> [WRITTEN REQUEST]: Rewrite the records below with every "Target" changed to "Label", keeping everything else the same.

[Coordinate labeling data]
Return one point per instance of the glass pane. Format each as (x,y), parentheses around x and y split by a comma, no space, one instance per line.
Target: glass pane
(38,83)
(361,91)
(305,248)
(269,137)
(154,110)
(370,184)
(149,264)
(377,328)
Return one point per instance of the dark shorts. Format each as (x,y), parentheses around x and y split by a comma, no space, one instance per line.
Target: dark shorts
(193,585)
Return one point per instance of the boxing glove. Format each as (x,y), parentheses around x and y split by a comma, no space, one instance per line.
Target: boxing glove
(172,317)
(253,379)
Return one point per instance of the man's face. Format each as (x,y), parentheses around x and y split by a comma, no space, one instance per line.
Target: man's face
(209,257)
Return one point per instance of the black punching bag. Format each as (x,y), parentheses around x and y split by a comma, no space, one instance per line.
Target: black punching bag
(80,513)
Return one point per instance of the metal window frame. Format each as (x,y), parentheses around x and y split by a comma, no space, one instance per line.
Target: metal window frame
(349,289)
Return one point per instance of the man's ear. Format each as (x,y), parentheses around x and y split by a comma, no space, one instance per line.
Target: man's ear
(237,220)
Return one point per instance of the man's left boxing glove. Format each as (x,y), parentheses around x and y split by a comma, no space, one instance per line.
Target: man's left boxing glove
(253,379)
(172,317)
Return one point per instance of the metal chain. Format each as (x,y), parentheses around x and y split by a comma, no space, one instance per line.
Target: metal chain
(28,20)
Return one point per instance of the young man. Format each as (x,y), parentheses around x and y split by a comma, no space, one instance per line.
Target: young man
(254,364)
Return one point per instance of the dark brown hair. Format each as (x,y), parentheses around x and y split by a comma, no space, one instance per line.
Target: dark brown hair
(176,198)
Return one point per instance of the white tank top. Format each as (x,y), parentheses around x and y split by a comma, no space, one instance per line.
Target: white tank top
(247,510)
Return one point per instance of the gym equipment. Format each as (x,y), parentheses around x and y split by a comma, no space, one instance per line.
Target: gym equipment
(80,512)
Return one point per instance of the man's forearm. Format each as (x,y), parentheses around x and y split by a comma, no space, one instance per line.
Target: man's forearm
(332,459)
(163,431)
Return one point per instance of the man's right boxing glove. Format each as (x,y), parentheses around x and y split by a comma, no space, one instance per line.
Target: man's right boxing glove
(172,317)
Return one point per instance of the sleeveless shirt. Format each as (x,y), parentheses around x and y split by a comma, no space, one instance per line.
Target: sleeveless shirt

> [ANSWER BELOW]:
Return one point per instance of the glass pane. Format each as (x,y), parentheses around x and y split by a comma, no space, one instance per line.
Label: glass pane
(38,83)
(361,91)
(305,248)
(269,137)
(154,110)
(370,184)
(149,264)
(377,328)
Return one point per instance of the dark shorts. Format each as (x,y), parentheses around x and y split by a comma, no space, one instance per line.
Label: dark shorts
(193,585)
Return one point per instance of the boxing glove. Format each as (x,y), parentheses around x and y split by a comma, no space, one instance per line.
Label: boxing glove
(172,317)
(253,379)
Return one point per instance of the man's face. Format each as (x,y), parentheses around x and y split by a comma, no space, one instance per line.
Label: man's face
(209,257)
Return one point per instance of the black punching bag. Format each as (x,y), parentheses around x and y split by a comma, no space, one instance per line.
Label: black punching bag
(80,513)
Return one point per instance of the metal window frame. Format each as (x,y), parentheses around x and y split by a comma, no space, one instance per line.
Label: metal window frame
(349,289)
Return one point per instance of the man's ear. Format each as (x,y), parentheses around x and y split by a comma, no space, one instance per line.
Label: man's ear
(237,220)
Return one point per instance of the man's left boxing glove. Format each as (x,y), parentheses around x and y split by a comma, no space, one instance per line.
Label: man's left boxing glove
(253,379)
(172,317)
Return one point per instance of the metal chain. Format each as (x,y), parentheses around x and y split by a comma, no space, one instance per line.
Label: metal chain
(28,20)
Return one point per instance of the young man. Format each as (x,y), parentheses around x and y split by a comma, no space, one instance per line.
Label: young man
(254,364)
Return one point per instance of the dark brown hair. Format each as (x,y), parentheses around x and y split by a comma, no space, one instance per line.
Label: dark brown hair
(176,198)
Return one point per instance of the white tank top. Format each as (x,y), parentheses around x and y split by a comma, no space, one instance per line.
Label: white tank top
(247,510)
Return one point per instance of the gym equipment. Format each as (x,y), parentheses around x and y split by a comma, no space, one instance per line.
Label: gym equipment
(80,512)
Return one point per instance of the man's forearm. Format each as (x,y), parentheses around x and y split by a comma, no space, one instance per line.
Label: man's forearm
(332,459)
(163,431)
Return one point per instance of the man's right boxing glove. Format each as (x,y), parentheses around x and y split by a comma, no space, one instance per line.
Label: man's right boxing glove
(172,317)
Return one point per instance of the sleeveless shirt. Format each as (x,y), parentheses around x and y split by a comma, no space, one instance per line.
Label: sleeveless shirt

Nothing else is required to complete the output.